*What you need to do*:
Quote precisely the final stretch of the listing: start at the line containing "If you could mark the dark tinted" and stop after the last line.

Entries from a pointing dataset
------------------------
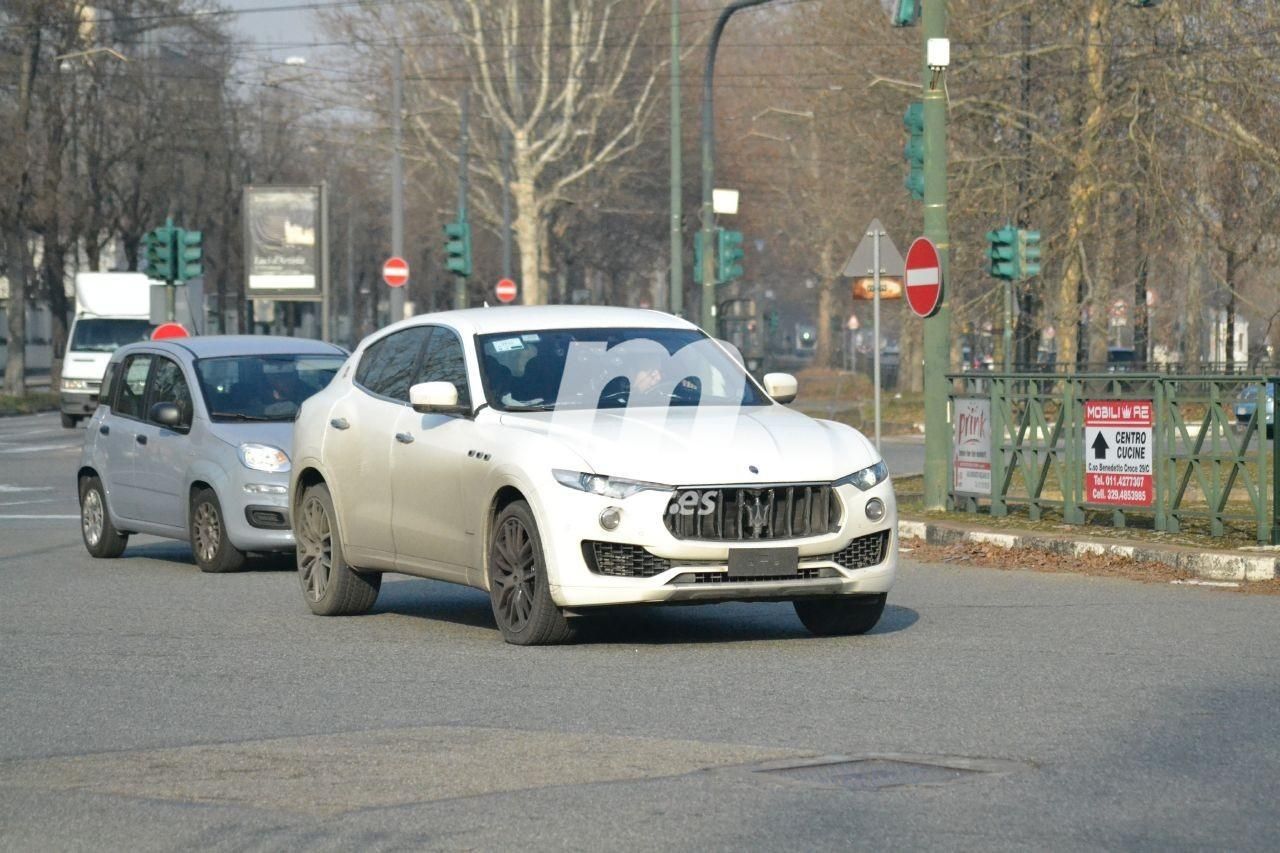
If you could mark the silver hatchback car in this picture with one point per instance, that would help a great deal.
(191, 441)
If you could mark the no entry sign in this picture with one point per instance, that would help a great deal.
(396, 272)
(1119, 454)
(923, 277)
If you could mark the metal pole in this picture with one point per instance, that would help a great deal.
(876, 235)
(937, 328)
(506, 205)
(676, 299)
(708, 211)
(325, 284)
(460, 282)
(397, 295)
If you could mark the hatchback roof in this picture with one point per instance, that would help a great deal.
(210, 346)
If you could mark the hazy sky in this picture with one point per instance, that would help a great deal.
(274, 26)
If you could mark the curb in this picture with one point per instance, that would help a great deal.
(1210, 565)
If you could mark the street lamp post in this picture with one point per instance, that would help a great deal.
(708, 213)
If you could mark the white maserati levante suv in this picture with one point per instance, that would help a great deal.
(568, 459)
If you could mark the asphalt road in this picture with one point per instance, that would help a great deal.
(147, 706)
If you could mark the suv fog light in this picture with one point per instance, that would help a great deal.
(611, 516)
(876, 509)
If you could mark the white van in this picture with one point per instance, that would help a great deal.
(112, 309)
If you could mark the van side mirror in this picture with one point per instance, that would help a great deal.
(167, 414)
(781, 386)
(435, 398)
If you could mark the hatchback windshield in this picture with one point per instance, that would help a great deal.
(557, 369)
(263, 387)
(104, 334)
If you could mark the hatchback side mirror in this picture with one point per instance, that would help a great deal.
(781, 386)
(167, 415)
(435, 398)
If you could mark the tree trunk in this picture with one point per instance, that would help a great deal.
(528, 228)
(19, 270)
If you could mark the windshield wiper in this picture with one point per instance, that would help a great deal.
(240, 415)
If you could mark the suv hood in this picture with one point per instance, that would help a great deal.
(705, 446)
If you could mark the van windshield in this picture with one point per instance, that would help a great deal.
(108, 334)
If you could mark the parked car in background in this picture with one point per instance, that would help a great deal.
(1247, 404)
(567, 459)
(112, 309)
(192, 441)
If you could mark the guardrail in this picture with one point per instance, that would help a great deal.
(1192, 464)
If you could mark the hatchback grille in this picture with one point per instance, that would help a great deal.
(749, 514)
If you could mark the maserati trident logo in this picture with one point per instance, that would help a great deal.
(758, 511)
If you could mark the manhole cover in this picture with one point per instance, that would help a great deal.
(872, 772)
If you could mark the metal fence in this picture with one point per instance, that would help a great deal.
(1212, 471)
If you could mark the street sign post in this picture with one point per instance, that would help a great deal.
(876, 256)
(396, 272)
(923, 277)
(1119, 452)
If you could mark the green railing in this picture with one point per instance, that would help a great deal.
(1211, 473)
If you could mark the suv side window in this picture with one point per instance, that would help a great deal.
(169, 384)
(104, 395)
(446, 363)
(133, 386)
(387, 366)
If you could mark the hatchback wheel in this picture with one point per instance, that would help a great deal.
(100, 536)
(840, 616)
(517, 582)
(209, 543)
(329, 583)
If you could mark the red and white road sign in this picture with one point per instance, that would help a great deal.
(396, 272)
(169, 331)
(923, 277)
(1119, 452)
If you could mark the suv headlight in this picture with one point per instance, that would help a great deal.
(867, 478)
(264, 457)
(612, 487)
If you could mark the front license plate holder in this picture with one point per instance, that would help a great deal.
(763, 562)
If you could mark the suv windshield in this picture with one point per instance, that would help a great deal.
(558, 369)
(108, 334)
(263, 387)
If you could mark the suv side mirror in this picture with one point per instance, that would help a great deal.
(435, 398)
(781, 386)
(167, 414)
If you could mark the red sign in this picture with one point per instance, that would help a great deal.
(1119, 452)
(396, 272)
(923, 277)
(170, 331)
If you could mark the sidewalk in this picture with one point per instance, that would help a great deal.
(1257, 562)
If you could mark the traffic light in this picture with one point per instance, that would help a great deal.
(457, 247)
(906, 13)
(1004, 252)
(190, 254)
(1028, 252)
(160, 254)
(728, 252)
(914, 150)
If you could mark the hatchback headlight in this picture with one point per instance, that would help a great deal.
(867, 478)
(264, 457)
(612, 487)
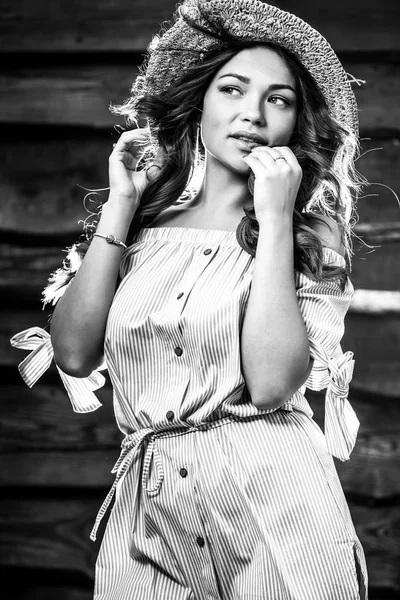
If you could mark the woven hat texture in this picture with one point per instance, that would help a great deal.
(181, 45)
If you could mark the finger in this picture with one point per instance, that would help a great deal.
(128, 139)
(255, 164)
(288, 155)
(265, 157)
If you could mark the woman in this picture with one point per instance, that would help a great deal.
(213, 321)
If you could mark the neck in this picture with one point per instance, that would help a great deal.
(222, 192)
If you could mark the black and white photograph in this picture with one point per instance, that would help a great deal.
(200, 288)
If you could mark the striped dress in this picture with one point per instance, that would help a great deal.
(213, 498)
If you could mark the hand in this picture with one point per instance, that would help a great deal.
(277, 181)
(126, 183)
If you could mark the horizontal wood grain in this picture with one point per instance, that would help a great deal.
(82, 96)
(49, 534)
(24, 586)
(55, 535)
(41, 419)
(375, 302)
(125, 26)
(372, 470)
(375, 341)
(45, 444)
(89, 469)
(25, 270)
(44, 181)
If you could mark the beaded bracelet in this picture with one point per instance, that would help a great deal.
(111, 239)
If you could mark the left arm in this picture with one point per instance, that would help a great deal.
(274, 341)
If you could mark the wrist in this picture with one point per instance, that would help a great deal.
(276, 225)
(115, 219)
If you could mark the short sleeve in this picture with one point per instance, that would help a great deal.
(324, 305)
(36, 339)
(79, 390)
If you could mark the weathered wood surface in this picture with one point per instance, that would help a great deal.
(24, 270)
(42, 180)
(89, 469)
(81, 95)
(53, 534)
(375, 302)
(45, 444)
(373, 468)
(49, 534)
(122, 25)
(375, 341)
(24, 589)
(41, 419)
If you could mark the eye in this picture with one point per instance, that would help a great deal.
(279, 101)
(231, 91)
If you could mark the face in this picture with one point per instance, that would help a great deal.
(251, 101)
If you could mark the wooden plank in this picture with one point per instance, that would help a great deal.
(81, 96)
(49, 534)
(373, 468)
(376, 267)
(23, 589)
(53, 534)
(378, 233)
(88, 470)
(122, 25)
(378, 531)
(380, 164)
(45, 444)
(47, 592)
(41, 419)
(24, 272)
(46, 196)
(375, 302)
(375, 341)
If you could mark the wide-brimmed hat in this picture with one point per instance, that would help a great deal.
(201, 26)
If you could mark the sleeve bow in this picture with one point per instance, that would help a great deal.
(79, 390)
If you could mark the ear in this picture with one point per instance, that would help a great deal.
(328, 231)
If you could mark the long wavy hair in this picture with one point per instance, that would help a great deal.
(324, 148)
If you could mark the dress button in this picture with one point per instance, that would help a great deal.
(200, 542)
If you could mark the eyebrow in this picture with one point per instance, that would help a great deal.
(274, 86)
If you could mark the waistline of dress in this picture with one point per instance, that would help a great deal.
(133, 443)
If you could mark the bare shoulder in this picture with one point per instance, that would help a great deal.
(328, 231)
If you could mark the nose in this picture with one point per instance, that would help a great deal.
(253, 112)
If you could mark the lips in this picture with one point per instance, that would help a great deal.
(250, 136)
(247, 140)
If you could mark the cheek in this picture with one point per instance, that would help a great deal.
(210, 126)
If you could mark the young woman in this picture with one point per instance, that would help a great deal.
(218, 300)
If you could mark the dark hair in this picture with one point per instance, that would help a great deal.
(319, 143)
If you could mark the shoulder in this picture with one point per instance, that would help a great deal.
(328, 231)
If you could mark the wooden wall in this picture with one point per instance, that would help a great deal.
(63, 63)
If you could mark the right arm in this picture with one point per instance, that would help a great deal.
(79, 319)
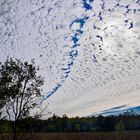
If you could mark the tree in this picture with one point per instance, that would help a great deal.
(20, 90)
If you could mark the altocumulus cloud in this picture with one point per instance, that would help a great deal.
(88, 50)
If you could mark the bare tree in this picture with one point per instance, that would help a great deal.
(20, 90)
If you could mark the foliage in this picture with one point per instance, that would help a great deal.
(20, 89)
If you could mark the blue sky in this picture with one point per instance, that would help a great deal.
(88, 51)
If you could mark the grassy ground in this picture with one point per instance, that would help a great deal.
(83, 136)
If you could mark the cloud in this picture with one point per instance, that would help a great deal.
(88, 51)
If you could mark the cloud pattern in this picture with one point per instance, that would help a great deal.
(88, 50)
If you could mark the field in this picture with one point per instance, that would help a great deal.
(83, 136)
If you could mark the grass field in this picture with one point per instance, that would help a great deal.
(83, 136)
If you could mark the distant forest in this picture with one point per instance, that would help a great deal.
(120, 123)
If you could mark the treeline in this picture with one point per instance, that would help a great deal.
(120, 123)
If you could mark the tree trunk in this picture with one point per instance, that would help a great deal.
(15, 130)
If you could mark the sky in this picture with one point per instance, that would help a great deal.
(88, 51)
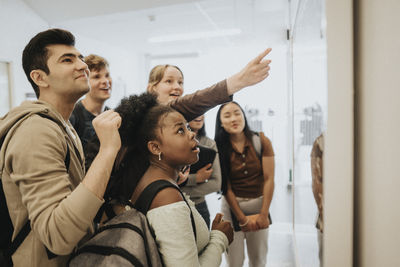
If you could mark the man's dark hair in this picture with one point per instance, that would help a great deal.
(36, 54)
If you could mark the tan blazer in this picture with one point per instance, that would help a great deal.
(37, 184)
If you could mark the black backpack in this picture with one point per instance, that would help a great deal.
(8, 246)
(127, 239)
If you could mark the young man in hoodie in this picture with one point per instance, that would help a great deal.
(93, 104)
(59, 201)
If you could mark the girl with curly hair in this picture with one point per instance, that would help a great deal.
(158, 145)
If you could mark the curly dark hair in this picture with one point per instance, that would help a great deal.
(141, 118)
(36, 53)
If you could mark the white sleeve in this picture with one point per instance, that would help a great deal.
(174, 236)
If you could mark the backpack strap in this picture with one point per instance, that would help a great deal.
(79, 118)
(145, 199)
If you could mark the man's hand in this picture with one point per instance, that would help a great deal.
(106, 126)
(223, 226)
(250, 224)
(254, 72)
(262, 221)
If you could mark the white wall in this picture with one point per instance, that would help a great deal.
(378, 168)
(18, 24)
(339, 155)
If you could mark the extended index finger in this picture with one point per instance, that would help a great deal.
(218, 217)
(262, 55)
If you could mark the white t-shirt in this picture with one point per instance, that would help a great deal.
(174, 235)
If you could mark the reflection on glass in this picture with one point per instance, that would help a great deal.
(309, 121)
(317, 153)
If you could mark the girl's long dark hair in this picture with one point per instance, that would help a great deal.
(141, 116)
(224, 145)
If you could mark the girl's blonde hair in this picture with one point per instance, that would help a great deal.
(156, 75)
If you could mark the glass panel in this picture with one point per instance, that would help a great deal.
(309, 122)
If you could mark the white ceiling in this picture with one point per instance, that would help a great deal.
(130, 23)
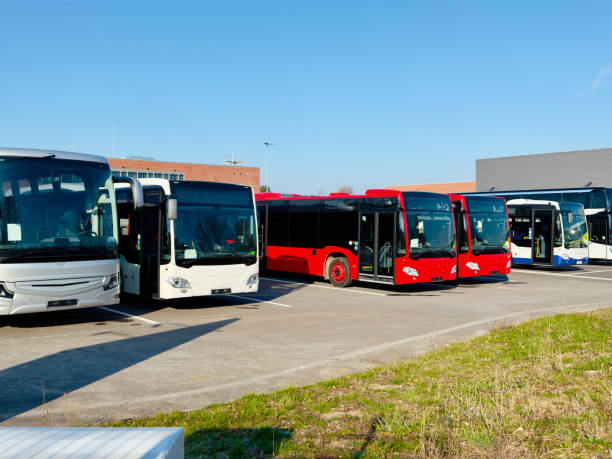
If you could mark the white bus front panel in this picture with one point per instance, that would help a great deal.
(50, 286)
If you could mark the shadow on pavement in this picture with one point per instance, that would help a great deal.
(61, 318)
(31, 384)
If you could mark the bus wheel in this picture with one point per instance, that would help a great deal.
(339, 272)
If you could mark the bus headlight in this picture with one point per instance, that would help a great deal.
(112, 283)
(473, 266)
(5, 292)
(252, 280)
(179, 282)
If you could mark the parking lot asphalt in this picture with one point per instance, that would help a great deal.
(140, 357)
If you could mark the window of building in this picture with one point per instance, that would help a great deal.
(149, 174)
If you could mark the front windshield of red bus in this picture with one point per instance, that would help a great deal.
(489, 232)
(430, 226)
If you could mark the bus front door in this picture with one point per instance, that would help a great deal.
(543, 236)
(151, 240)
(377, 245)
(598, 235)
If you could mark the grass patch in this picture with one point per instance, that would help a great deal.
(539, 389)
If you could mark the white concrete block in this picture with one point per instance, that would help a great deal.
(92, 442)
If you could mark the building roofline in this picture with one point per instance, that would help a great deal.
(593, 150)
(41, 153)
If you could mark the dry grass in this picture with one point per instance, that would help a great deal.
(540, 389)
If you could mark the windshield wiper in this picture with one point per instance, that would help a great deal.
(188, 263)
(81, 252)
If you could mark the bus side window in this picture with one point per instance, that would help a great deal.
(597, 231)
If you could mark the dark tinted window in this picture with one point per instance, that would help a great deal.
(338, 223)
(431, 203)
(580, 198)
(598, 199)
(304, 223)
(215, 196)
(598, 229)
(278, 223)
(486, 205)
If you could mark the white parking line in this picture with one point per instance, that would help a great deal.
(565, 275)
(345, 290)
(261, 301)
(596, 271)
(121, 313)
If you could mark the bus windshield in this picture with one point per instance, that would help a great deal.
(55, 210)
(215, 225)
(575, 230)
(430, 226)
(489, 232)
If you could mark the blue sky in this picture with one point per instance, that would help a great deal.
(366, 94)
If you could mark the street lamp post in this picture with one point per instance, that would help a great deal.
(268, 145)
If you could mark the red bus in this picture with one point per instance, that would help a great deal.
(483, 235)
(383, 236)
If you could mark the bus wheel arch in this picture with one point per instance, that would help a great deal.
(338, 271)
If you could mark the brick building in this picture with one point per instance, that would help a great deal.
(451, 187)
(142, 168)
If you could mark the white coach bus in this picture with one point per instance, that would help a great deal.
------------------------
*Solution for this problem*:
If you could mark the dark tinted window in this picture with one point per instance, that would help a great deal.
(338, 223)
(431, 203)
(580, 198)
(598, 199)
(304, 223)
(215, 196)
(598, 229)
(278, 223)
(486, 205)
If you could mark the white parking line in this picture with one point per instance, that would help a great deal.
(565, 275)
(345, 290)
(261, 301)
(596, 271)
(121, 313)
If you could mark the bus windshield in this picture with one point per instance, that would help a great deal.
(55, 210)
(215, 225)
(575, 230)
(430, 226)
(489, 232)
If you could mark the blue sky in this picture with one point per instance, that would help a great deal.
(366, 94)
If you could mark the street lamp post in this picture with one point per instance, that would help a great deal.
(268, 145)
If you could mark the red bus in this picture with one point per instance, that would help a great deal.
(483, 235)
(383, 236)
If you could mark the bus wheel arch in this picture with one point per instance, that would help a great deal.
(338, 271)
If you could mark the brick building in this picture with one point per instance, that would help a great deal.
(451, 187)
(142, 168)
If you could mark the white coach bus in this picture with one point per instance, that would help a great deal.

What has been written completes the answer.